>> START
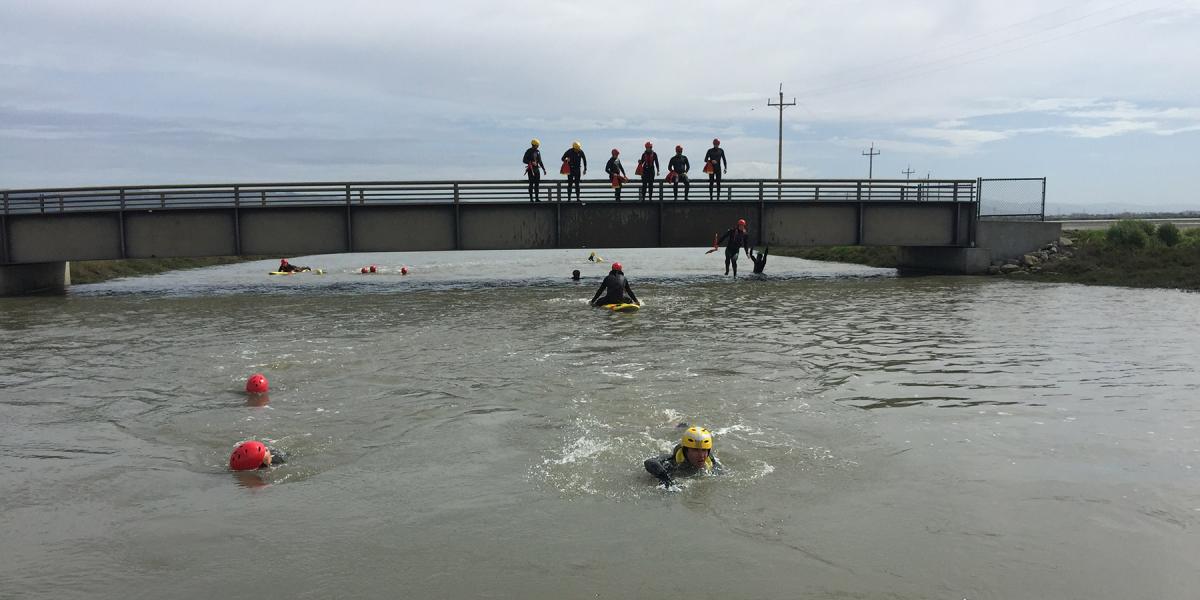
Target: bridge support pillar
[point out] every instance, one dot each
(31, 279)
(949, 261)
>> END
>> START
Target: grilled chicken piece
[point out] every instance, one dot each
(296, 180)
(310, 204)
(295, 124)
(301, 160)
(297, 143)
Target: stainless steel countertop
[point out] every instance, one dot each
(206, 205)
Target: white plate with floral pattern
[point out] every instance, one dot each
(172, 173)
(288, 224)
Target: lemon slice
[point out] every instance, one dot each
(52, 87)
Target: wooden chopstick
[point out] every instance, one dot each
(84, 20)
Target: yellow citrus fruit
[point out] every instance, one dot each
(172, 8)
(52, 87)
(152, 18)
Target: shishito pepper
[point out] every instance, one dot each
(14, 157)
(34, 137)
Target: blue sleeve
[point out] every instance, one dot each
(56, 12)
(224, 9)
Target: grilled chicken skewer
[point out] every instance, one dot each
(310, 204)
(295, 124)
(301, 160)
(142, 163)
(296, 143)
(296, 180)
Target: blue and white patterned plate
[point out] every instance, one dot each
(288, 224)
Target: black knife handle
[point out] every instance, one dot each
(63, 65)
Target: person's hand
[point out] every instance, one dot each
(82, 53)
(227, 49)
>> END
>> START
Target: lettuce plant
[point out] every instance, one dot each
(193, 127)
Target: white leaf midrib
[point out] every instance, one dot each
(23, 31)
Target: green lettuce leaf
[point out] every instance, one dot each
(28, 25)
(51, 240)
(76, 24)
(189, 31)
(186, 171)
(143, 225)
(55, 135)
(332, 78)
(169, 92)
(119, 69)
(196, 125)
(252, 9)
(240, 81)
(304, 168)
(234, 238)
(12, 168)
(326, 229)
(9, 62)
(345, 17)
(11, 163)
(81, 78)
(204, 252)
>> END
**What you are asked to do:**
Count the lines above that contain the word "grilled", treating case as significant, and give only the number.

**Task response:**
2